Dataset records:
....

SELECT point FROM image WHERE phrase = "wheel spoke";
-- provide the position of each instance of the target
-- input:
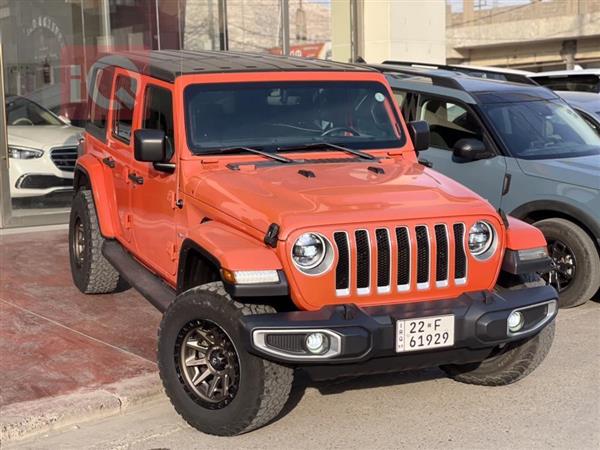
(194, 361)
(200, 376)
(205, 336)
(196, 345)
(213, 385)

....

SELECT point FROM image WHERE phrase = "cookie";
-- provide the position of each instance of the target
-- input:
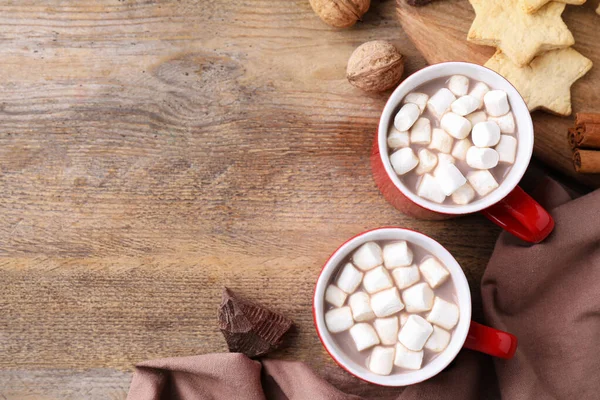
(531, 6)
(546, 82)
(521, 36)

....

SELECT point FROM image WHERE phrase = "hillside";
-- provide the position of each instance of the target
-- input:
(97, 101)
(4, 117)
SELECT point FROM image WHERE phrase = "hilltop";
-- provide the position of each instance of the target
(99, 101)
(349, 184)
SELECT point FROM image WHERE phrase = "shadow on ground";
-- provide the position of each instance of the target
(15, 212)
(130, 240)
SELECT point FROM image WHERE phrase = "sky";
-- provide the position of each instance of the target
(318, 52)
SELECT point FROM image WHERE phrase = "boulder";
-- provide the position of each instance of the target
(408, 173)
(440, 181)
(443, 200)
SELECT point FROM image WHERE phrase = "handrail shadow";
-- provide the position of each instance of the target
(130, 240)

....

What needs to be done: Count the lines of the listing above that contain the string "SELECT". Reply with the number alone.

Correct response: 8